Your tasks.
• 1. Output, word for word, the section of the abstract on tumor tracking in X-ray fluoroscopy starting at "Purpose: Recently, there" and ending at "mitigate this problem.".
• 2. Write the next part of the abstract on tracking a treatment target in X-ray fluoroscopy, beginning after its last sentence.

Document passage.
━━━━

Purpose: Recently, there has been renewed interest in using object detection algorithms to localize the treatment target on X-ray Fluoroscopy to overcome the time-consuming shortage of template matching. However, the major obstacle of deep-learning-based object detection is that the accuracy drops severely when the target is blocked by vertebral bodies. In this study, we set out to verify the usefulness of a modified YoloV3 framework combined with training data augmentation strategies to mitigate this problem.
Methods: To compare with the previous study applying the Faster-RCNN framework, we repeated the experiments with the dynamic thorax phantom (CIRS), in which a tumor surrogate was programmed to move independently from the chest. Besides, we verified the reproducibility of the proposed method using datasets provided by The MArkerless Lung Target Tracking CHallenge (MATCH). The datasets consist of CT and X-ray imaging files of a 3D-printed anthropomorphic phantom and files recording 3D trajectories of the complex phantom motion. In both experiments, the programmed 3D positions were mapped to 2D X-ray images to serve as the ground truth.

━━━━

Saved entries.
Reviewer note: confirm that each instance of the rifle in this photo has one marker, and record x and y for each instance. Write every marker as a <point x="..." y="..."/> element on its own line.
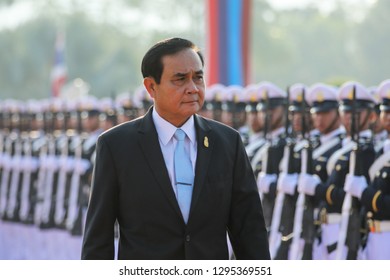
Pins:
<point x="350" y="220"/>
<point x="51" y="167"/>
<point x="6" y="163"/>
<point x="80" y="167"/>
<point x="304" y="216"/>
<point x="15" y="178"/>
<point x="59" y="213"/>
<point x="30" y="166"/>
<point x="267" y="205"/>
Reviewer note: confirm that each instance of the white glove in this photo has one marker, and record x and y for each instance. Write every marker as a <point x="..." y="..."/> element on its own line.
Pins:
<point x="287" y="183"/>
<point x="355" y="185"/>
<point x="264" y="180"/>
<point x="307" y="183"/>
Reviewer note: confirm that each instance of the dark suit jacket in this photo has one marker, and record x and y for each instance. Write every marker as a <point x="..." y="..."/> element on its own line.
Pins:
<point x="131" y="185"/>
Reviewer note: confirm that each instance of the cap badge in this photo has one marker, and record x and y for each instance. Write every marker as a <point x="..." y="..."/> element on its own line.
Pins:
<point x="320" y="96"/>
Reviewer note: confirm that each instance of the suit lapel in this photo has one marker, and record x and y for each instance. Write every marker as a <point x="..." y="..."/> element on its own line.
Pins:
<point x="148" y="140"/>
<point x="205" y="140"/>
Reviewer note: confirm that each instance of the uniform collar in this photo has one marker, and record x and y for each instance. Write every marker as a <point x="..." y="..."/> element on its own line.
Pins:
<point x="166" y="130"/>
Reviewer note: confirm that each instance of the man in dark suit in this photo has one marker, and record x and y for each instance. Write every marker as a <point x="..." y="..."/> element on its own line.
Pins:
<point x="135" y="182"/>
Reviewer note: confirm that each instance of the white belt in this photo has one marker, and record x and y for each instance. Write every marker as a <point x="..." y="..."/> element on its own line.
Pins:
<point x="333" y="218"/>
<point x="380" y="226"/>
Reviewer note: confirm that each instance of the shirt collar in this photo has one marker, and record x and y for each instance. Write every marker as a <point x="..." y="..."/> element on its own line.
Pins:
<point x="166" y="130"/>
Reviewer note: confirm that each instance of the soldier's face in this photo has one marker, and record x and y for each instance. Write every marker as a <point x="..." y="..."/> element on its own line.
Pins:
<point x="276" y="117"/>
<point x="326" y="122"/>
<point x="363" y="120"/>
<point x="385" y="120"/>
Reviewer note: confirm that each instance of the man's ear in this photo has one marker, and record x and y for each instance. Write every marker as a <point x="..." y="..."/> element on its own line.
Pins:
<point x="150" y="86"/>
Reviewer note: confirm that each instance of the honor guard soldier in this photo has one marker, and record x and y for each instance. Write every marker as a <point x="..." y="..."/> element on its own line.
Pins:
<point x="378" y="130"/>
<point x="298" y="137"/>
<point x="272" y="108"/>
<point x="233" y="110"/>
<point x="340" y="216"/>
<point x="207" y="108"/>
<point x="84" y="161"/>
<point x="216" y="93"/>
<point x="375" y="196"/>
<point x="127" y="109"/>
<point x="108" y="116"/>
<point x="13" y="170"/>
<point x="253" y="120"/>
<point x="324" y="104"/>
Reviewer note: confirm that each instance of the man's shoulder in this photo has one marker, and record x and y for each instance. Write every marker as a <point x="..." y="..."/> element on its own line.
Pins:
<point x="122" y="129"/>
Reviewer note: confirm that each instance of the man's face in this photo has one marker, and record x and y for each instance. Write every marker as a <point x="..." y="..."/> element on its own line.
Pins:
<point x="385" y="120"/>
<point x="180" y="93"/>
<point x="363" y="120"/>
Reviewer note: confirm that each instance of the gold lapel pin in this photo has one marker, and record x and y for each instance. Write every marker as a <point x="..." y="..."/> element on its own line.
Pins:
<point x="206" y="142"/>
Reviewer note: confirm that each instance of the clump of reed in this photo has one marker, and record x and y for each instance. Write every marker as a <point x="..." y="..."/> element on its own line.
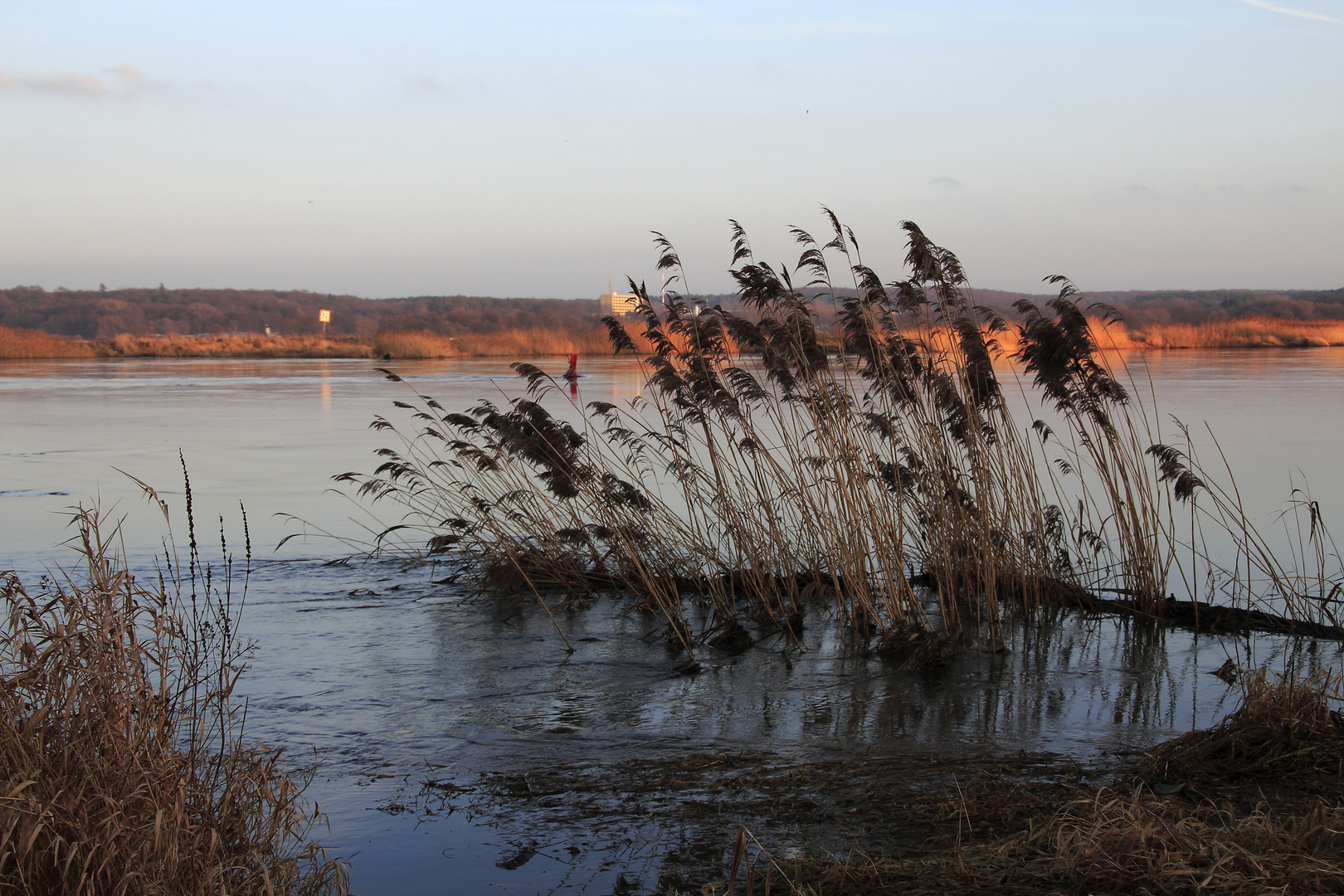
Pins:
<point x="26" y="344"/>
<point x="1285" y="728"/>
<point x="1242" y="332"/>
<point x="773" y="465"/>
<point x="231" y="345"/>
<point x="1109" y="840"/>
<point x="123" y="763"/>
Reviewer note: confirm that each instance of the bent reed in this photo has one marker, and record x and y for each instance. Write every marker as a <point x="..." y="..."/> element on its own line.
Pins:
<point x="1196" y="821"/>
<point x="774" y="466"/>
<point x="121" y="752"/>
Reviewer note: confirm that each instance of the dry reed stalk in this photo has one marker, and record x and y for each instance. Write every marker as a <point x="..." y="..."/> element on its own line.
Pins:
<point x="26" y="344"/>
<point x="1285" y="728"/>
<point x="231" y="345"/>
<point x="763" y="473"/>
<point x="1242" y="332"/>
<point x="1109" y="841"/>
<point x="123" y="762"/>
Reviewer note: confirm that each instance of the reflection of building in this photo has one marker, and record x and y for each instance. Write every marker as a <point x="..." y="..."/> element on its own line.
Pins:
<point x="619" y="303"/>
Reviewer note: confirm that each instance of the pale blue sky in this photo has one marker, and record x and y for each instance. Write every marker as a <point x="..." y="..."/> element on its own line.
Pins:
<point x="527" y="148"/>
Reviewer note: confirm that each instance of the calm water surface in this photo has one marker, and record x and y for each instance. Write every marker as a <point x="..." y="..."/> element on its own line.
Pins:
<point x="387" y="679"/>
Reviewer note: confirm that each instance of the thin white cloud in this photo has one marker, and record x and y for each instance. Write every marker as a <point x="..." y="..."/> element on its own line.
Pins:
<point x="424" y="82"/>
<point x="60" y="82"/>
<point x="128" y="78"/>
<point x="1288" y="11"/>
<point x="134" y="78"/>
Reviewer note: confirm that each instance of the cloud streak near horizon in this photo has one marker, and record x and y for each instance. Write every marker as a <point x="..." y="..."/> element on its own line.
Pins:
<point x="69" y="84"/>
<point x="1289" y="11"/>
<point x="500" y="149"/>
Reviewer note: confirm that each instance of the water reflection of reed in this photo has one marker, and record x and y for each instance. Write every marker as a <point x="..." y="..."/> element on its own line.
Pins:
<point x="760" y="477"/>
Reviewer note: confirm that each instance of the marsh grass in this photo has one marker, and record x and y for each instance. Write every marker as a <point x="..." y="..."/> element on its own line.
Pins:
<point x="1108" y="841"/>
<point x="121" y="750"/>
<point x="1125" y="839"/>
<point x="828" y="446"/>
<point x="1285" y="728"/>
<point x="24" y="344"/>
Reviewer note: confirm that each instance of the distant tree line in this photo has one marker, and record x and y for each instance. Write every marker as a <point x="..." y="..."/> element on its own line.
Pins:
<point x="106" y="314"/>
<point x="173" y="312"/>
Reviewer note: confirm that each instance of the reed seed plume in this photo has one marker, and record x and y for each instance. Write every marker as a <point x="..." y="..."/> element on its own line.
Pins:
<point x="121" y="751"/>
<point x="845" y="445"/>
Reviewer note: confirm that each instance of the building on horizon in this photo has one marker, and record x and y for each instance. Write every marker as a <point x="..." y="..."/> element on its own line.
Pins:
<point x="619" y="303"/>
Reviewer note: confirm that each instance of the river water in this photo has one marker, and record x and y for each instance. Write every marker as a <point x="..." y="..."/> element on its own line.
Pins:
<point x="387" y="680"/>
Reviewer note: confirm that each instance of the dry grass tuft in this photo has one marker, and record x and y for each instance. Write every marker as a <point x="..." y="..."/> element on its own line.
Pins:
<point x="1285" y="728"/>
<point x="813" y="449"/>
<point x="26" y="344"/>
<point x="1242" y="332"/>
<point x="1109" y="841"/>
<point x="123" y="767"/>
<point x="236" y="345"/>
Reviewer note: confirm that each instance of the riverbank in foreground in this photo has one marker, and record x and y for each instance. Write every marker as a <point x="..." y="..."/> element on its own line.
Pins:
<point x="1253" y="804"/>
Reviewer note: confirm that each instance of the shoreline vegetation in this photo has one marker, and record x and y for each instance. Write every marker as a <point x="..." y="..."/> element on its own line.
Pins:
<point x="882" y="480"/>
<point x="523" y="343"/>
<point x="123" y="757"/>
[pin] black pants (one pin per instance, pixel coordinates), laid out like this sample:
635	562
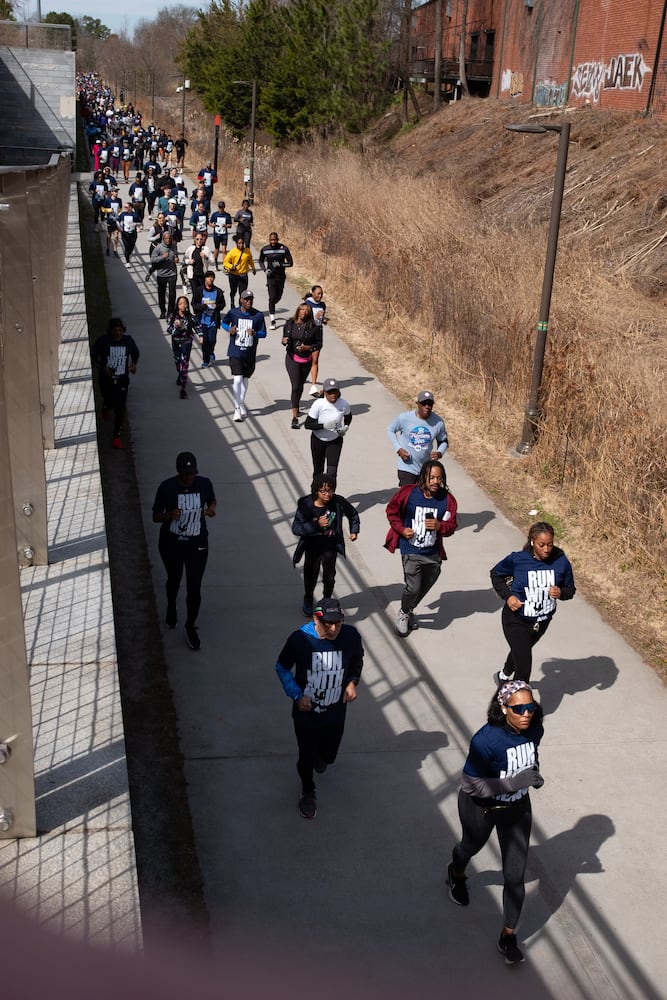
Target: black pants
419	573
298	373
320	553
316	743
513	828
521	637
190	555
276	286
197	286
114	397
181	347
325	451
209	337
129	242
166	290
237	283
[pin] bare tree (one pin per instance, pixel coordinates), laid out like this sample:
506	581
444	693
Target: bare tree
462	51
437	64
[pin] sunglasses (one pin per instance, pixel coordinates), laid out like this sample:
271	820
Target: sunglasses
529	706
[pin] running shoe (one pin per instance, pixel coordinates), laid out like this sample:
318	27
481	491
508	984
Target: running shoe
458	890
192	636
402	626
509	948
308	806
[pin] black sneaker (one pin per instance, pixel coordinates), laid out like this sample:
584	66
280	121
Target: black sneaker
458	890
510	949
192	636
308	806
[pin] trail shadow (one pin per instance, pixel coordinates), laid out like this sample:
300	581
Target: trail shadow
480	519
456	604
569	677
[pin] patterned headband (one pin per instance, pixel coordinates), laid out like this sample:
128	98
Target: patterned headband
510	688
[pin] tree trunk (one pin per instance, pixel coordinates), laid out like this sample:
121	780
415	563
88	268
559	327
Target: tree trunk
437	73
462	52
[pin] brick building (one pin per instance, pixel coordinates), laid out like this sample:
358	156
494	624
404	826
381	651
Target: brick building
606	53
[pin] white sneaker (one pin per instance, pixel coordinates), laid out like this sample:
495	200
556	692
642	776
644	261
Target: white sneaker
402	626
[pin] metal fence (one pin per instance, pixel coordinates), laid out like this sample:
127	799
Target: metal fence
36	36
33	228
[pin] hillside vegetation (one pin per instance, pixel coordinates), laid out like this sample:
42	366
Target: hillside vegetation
431	248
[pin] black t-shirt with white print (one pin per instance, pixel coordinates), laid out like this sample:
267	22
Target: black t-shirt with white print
192	501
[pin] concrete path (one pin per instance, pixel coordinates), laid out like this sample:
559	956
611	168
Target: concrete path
364	882
78	875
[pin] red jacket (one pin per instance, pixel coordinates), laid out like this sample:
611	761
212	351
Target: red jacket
396	514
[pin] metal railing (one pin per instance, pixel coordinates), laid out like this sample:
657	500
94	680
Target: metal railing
36	36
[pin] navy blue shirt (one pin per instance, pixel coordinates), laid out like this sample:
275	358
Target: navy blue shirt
322	670
192	501
498	752
531	579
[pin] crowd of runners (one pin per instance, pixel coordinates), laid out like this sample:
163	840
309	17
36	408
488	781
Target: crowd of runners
320	664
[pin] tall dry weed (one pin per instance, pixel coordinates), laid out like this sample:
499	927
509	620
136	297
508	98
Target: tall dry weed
448	288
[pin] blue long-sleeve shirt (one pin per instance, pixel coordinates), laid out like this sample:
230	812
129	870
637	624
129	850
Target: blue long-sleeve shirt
418	437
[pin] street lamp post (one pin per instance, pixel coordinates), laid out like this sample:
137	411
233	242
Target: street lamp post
186	86
253	120
532	413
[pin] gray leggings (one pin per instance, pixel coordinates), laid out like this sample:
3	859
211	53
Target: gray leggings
513	828
419	573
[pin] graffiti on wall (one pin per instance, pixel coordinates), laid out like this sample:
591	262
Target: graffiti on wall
512	83
549	94
622	72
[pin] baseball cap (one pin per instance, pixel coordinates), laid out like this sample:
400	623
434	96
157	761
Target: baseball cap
329	610
186	462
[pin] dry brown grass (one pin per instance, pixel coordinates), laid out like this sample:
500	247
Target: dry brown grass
438	242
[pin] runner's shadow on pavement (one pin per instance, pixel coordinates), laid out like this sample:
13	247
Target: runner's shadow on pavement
563	677
457	604
480	519
365	501
554	865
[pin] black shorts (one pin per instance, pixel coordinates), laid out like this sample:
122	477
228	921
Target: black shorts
242	366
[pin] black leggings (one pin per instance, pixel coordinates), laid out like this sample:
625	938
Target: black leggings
275	287
521	637
513	828
114	397
315	743
320	552
325	451
129	242
191	556
298	372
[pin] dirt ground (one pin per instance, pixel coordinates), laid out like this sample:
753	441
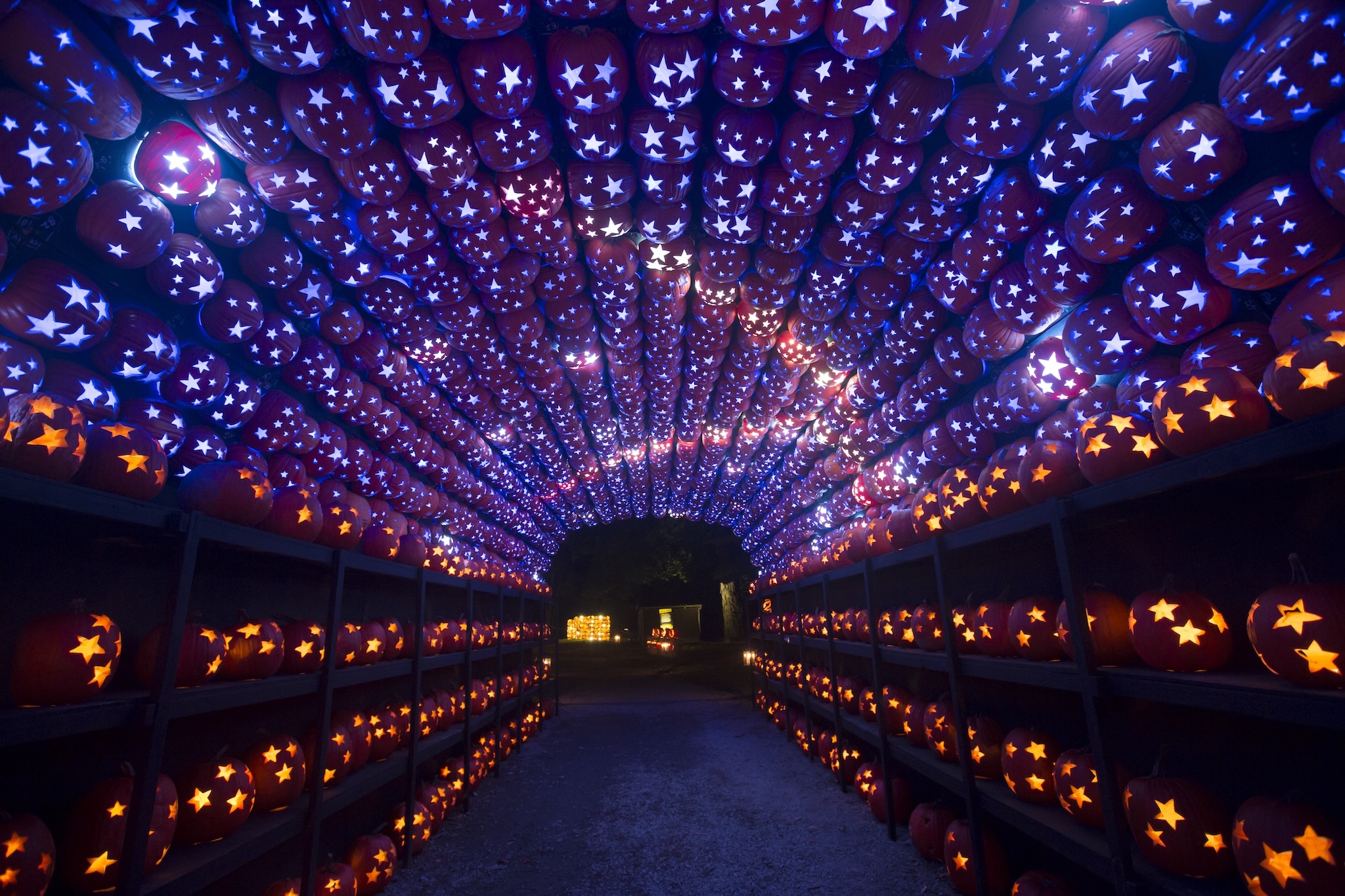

━━━━

Expected outputs.
• 1.
Purpose: Recently, there has been renewed interest in using object detection algorithms to localize the treatment target on X-ray Fluoroscopy to overcome the time-consuming shortage of template matching. However, the major obstacle of deep-learning-based object detection is that the accuracy drops severely when the target is blocked by vertebral bodies. In this study, we set out to verify the usefulness of a modified YoloV3 framework combined with training data augmentation strategies to mitigate this problem.

• 2.
Results: For the CIRS phantom, the mislocalization problem was addressed when the surrogate size was 18mm or 27mm. But when it decreased to 12mm, the localization failure rate(LFR) dropped to 16% compared with the result of 41% for Faster-RCNN. In MATCH datasets, for target1, targets in all frames were successfully detected and errors of 86% results were less than 1mm with an average error of (0.58±1.7mm, -0.35±2.4mm). For target2, the LFR was 7% and errors of 72% results were less than 1mm with an average error of (0.74±1.9mm, 1.32±1.47mm). The overall end-to-end processing time of an image is less than 60ms(~16.7FPS).
Conclusion: The proposed method is obviously improved, considering the trade-off between accuracy and localization latency. It nearly addresses the mislocalization problem while further approaching rea-time operation.